(TASK DESCRIPTION):
Pull out each line of the records holding the string "rough".

RECORDS FOR PROCESSING: Begin

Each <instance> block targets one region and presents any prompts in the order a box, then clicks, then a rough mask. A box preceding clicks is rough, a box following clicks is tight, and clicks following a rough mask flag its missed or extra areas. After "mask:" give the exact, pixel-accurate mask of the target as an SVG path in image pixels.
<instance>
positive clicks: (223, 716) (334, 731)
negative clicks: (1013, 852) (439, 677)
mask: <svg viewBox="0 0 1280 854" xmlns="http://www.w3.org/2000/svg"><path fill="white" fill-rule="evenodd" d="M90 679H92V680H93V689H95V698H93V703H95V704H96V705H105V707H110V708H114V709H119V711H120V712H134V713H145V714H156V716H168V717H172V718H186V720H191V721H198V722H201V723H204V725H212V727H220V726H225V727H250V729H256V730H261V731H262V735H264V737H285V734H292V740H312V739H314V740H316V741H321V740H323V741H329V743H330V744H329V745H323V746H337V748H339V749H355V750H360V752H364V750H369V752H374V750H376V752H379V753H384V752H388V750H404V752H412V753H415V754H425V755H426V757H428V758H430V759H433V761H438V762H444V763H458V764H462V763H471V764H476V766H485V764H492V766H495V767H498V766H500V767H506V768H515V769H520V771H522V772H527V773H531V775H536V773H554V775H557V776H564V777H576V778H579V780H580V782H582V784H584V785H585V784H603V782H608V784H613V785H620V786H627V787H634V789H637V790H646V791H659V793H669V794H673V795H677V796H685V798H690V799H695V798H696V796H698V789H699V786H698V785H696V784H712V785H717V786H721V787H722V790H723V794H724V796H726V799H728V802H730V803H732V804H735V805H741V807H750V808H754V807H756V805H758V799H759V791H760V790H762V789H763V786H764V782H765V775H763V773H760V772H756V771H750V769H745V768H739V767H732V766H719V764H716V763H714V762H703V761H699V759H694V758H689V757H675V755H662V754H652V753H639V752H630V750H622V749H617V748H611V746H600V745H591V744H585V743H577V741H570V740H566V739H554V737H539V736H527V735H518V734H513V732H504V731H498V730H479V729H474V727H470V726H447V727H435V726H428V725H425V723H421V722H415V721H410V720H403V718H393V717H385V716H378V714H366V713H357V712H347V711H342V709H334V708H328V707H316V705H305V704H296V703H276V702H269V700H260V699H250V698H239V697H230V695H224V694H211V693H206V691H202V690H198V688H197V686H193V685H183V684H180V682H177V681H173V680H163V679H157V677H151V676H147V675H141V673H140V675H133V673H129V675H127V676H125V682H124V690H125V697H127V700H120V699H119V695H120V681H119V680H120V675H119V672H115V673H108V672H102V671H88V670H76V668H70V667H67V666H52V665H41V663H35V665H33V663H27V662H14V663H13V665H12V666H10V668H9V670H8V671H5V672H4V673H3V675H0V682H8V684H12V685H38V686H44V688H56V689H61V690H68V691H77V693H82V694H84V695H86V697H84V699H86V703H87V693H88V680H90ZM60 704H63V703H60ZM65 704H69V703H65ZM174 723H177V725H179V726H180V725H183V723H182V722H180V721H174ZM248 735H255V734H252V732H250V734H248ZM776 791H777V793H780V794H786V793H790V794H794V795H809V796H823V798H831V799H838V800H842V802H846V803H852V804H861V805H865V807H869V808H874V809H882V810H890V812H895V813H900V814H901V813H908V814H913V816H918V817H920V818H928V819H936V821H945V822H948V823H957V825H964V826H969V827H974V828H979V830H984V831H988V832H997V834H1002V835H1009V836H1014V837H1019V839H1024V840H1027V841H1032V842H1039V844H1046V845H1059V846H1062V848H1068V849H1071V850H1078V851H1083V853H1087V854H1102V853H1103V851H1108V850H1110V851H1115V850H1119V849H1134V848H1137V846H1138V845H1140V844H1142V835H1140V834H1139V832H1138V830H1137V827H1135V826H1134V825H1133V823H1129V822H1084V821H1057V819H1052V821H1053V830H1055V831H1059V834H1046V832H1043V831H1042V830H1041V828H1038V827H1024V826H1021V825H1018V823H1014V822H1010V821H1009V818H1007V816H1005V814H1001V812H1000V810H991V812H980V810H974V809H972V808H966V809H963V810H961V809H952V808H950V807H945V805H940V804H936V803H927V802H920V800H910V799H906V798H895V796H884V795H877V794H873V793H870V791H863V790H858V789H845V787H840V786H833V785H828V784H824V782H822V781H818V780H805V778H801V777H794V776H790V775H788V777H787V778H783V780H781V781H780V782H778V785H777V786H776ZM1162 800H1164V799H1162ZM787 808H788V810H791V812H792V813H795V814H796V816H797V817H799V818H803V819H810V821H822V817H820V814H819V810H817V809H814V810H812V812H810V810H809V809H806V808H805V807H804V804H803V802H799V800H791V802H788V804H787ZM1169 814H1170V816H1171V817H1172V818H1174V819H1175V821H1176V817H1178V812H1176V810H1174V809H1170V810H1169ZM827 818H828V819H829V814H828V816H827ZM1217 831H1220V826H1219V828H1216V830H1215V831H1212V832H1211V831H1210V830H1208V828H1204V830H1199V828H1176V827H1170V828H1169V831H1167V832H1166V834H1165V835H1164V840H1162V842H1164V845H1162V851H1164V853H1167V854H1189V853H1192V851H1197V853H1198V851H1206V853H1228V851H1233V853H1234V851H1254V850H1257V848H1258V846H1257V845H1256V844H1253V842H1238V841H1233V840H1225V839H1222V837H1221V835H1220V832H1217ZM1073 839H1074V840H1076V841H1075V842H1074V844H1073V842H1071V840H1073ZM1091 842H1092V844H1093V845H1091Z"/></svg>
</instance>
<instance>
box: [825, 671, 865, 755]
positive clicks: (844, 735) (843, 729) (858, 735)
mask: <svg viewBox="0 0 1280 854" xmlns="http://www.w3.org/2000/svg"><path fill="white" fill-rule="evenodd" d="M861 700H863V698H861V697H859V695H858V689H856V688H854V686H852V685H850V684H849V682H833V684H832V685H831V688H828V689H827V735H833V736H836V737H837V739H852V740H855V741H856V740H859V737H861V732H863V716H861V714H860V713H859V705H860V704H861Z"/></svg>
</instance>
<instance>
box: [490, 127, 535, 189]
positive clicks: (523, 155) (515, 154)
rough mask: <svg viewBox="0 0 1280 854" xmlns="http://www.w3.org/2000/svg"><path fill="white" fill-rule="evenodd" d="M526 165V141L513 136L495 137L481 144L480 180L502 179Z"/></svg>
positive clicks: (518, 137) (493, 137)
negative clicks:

RECORDS FOR PROCESSING: End

(SOLUTION TO THIS TASK):
Each <instance> block targets one region and presents any prompts in the order a box, then clicks, then a rough mask. A box preceding clicks is rough, a box following clicks is tight, and clicks following a rough mask flag its missed or extra areas. After "mask:" give the exact, pixel-accurate mask of the target as an SVG path in image pixels.
rough mask: <svg viewBox="0 0 1280 854" xmlns="http://www.w3.org/2000/svg"><path fill="white" fill-rule="evenodd" d="M526 165V141L513 136L495 137L481 144L480 180L502 179Z"/></svg>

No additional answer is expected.